== Data for this task

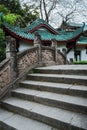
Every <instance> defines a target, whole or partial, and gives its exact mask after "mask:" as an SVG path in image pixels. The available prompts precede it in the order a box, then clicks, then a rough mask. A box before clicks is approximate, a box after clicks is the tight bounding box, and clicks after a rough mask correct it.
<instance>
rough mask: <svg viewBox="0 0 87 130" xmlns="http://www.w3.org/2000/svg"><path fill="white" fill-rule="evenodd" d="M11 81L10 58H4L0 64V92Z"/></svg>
mask: <svg viewBox="0 0 87 130" xmlns="http://www.w3.org/2000/svg"><path fill="white" fill-rule="evenodd" d="M10 82H11V66H10V60H7V59H6V60H4V61H3V62H2V63H1V64H0V93H1V92H3V91H4V89H5V86H7V85H8V84H9V83H10Z"/></svg>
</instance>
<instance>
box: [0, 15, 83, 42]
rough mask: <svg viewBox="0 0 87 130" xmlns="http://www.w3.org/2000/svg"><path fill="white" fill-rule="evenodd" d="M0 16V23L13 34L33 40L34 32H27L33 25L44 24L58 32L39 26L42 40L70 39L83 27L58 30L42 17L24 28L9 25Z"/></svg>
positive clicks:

====

-- Problem to work on --
Can you rewrite all of the lines above, switching every "rough mask" to "coarse mask" and leaving everything else unchanged? Omit the pictures from your answer.

-- Result below --
Every <instance> defines a target, whole or partial, and gives its exact mask after "mask:" as an SVG path in image pixels. The available prompts precede it in the order a box, then clicks, then a coarse mask. A box before clicks is approximate, a box after clicks is the tight bounding box, and clicks after a coarse mask correct it.
<instance>
coarse mask: <svg viewBox="0 0 87 130" xmlns="http://www.w3.org/2000/svg"><path fill="white" fill-rule="evenodd" d="M11 81L10 58H4L0 64V92Z"/></svg>
mask: <svg viewBox="0 0 87 130" xmlns="http://www.w3.org/2000/svg"><path fill="white" fill-rule="evenodd" d="M10 82H11V66H10V60H7V59H6V60H4V61H3V62H2V63H1V64H0V93H1V92H3V91H4V89H5V86H7V85H8V84H9V83H10Z"/></svg>
</instance>
<instance>
box: [0, 15, 83, 42]
coarse mask: <svg viewBox="0 0 87 130" xmlns="http://www.w3.org/2000/svg"><path fill="white" fill-rule="evenodd" d="M0 16V23L13 34L33 40L34 32H27L33 25L44 24L58 32L39 26L42 40L70 39L83 27L58 30L42 17L24 28L9 25Z"/></svg>
positive clicks:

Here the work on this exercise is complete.